- Materials provided -
--

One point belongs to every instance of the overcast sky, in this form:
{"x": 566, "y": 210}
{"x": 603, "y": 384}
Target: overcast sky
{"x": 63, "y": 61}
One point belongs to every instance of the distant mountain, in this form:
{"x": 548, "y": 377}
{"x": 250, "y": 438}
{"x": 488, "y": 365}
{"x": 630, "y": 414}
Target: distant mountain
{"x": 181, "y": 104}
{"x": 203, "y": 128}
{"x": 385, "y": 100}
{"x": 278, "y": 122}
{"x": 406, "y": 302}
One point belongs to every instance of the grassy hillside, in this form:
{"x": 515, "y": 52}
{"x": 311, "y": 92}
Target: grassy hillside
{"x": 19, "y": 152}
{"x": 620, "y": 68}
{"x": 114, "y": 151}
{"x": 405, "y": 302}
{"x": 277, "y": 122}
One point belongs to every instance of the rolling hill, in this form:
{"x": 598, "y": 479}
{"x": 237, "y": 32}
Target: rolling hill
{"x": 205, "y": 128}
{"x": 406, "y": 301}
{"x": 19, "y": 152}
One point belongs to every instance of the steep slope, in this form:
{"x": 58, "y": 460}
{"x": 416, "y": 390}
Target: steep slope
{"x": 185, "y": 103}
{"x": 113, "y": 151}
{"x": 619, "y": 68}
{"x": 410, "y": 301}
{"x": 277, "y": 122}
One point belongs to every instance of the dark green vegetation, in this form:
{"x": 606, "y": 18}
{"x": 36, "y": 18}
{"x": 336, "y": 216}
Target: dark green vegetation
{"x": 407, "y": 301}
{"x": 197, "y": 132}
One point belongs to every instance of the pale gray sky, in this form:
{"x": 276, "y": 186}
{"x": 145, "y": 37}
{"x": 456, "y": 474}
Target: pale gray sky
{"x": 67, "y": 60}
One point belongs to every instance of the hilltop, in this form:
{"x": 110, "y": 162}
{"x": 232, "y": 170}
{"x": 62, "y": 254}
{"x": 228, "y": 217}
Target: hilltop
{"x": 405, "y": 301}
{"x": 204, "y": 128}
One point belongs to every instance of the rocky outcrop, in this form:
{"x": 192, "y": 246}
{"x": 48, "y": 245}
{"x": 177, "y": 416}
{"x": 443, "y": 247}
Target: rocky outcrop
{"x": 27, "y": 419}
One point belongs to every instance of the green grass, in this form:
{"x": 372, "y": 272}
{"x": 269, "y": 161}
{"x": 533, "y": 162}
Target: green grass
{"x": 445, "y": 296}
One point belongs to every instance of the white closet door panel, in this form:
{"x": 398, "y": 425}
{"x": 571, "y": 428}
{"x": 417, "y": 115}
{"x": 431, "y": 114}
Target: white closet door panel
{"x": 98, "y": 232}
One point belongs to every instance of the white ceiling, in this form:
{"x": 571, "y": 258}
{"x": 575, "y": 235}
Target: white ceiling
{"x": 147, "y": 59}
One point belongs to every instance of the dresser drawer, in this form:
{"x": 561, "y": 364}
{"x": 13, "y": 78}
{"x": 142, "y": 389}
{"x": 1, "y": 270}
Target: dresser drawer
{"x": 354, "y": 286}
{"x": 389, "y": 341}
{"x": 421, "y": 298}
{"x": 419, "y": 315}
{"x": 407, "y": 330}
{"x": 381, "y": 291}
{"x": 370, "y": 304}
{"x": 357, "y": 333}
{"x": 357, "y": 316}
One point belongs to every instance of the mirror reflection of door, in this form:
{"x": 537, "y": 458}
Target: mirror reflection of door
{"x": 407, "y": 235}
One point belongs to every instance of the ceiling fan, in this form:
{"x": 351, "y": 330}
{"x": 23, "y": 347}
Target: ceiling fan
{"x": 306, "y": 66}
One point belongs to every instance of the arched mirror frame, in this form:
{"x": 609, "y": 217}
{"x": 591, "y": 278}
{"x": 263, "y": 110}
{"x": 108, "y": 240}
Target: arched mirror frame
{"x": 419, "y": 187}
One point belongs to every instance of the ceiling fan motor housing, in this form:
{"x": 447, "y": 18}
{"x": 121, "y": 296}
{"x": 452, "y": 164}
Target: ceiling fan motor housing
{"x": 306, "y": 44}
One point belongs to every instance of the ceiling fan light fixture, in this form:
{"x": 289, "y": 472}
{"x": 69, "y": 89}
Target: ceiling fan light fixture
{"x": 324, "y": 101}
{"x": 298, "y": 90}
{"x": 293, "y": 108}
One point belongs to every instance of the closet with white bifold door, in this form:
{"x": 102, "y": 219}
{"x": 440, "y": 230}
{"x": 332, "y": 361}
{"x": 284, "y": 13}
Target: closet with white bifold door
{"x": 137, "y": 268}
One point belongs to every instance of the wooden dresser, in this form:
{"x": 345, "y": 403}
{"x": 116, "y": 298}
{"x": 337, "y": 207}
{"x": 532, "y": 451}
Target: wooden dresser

--

The whole listing above needs to be written out again exactly.

One point belongs to every instance of the overcast sky, in this form:
{"x": 566, "y": 210}
{"x": 603, "y": 384}
Target: overcast sky
{"x": 63, "y": 61}
One point belongs to every instance of the distant mountain, in this form:
{"x": 548, "y": 377}
{"x": 250, "y": 438}
{"x": 488, "y": 365}
{"x": 630, "y": 414}
Target: distant mountain
{"x": 181, "y": 104}
{"x": 203, "y": 128}
{"x": 385, "y": 100}
{"x": 278, "y": 122}
{"x": 406, "y": 302}
One point belongs to every instance of the grassy hillside, in this form:
{"x": 515, "y": 52}
{"x": 311, "y": 92}
Target: grassy hillside
{"x": 19, "y": 152}
{"x": 620, "y": 68}
{"x": 114, "y": 151}
{"x": 405, "y": 302}
{"x": 277, "y": 122}
One point belongs to every instance of the rolling hill, in this form:
{"x": 598, "y": 479}
{"x": 237, "y": 32}
Target: rolling hill
{"x": 205, "y": 128}
{"x": 406, "y": 301}
{"x": 19, "y": 152}
One point belongs to every instance of the steep slope, in this form:
{"x": 58, "y": 460}
{"x": 416, "y": 390}
Target: steep slope
{"x": 185, "y": 103}
{"x": 113, "y": 151}
{"x": 619, "y": 68}
{"x": 410, "y": 301}
{"x": 277, "y": 122}
One point belongs to every instance of the dark green vegetation, in this form:
{"x": 606, "y": 18}
{"x": 36, "y": 18}
{"x": 336, "y": 216}
Target: dark green vegetation
{"x": 407, "y": 301}
{"x": 197, "y": 132}
One point belongs to every instance of the pale gray sky, in this form:
{"x": 276, "y": 186}
{"x": 145, "y": 37}
{"x": 456, "y": 474}
Target: pale gray sky
{"x": 67, "y": 60}
One point belongs to every instance of the hilltop, in this form:
{"x": 110, "y": 162}
{"x": 232, "y": 170}
{"x": 62, "y": 254}
{"x": 228, "y": 217}
Target: hilltop
{"x": 405, "y": 301}
{"x": 204, "y": 128}
One point belongs to every instance of the rocky outcrop, in this form:
{"x": 192, "y": 246}
{"x": 48, "y": 245}
{"x": 177, "y": 416}
{"x": 443, "y": 247}
Target: rocky outcrop
{"x": 27, "y": 419}
One point belongs to every instance of the green grass, in this form:
{"x": 372, "y": 272}
{"x": 269, "y": 161}
{"x": 533, "y": 162}
Target: green grass
{"x": 445, "y": 296}
One point belongs to every instance of the white closet door panel, in this form:
{"x": 398, "y": 425}
{"x": 571, "y": 428}
{"x": 417, "y": 115}
{"x": 431, "y": 114}
Target: white closet door panel
{"x": 98, "y": 232}
One point belongs to every instance of the white ceiling, in this form:
{"x": 571, "y": 258}
{"x": 575, "y": 235}
Target: white ceiling
{"x": 147, "y": 59}
One point belongs to every instance of the dresser drawer, in this form:
{"x": 561, "y": 364}
{"x": 13, "y": 78}
{"x": 142, "y": 389}
{"x": 1, "y": 270}
Target: dresser drawer
{"x": 354, "y": 286}
{"x": 389, "y": 341}
{"x": 421, "y": 298}
{"x": 419, "y": 315}
{"x": 407, "y": 330}
{"x": 381, "y": 291}
{"x": 370, "y": 304}
{"x": 357, "y": 333}
{"x": 357, "y": 316}
One point belongs to every instance of the mirror reflection of door, in this form:
{"x": 537, "y": 458}
Target: mirror reflection of door
{"x": 407, "y": 235}
One point belongs to every instance of the ceiling fan, in this form:
{"x": 351, "y": 330}
{"x": 23, "y": 347}
Target: ceiling fan
{"x": 306, "y": 66}
One point belongs to every instance of the arched mirror frame, in this form:
{"x": 609, "y": 217}
{"x": 591, "y": 278}
{"x": 263, "y": 110}
{"x": 108, "y": 240}
Target: arched mirror frame
{"x": 419, "y": 187}
One point belongs to every instance of the ceiling fan motor housing, in this form:
{"x": 447, "y": 18}
{"x": 121, "y": 296}
{"x": 452, "y": 164}
Target: ceiling fan motor housing
{"x": 306, "y": 44}
One point belongs to every instance of the ceiling fan light fixture, in this form:
{"x": 289, "y": 472}
{"x": 69, "y": 89}
Target: ceiling fan light fixture
{"x": 324, "y": 101}
{"x": 298, "y": 90}
{"x": 293, "y": 108}
One point belongs to every instance of the closet with white bifold door, in this form:
{"x": 102, "y": 219}
{"x": 440, "y": 230}
{"x": 332, "y": 361}
{"x": 284, "y": 13}
Target: closet with white bifold door
{"x": 137, "y": 268}
One point belongs to every instance of the wooden dresser, in this form:
{"x": 345, "y": 403}
{"x": 116, "y": 298}
{"x": 337, "y": 207}
{"x": 532, "y": 451}
Target: wooden dresser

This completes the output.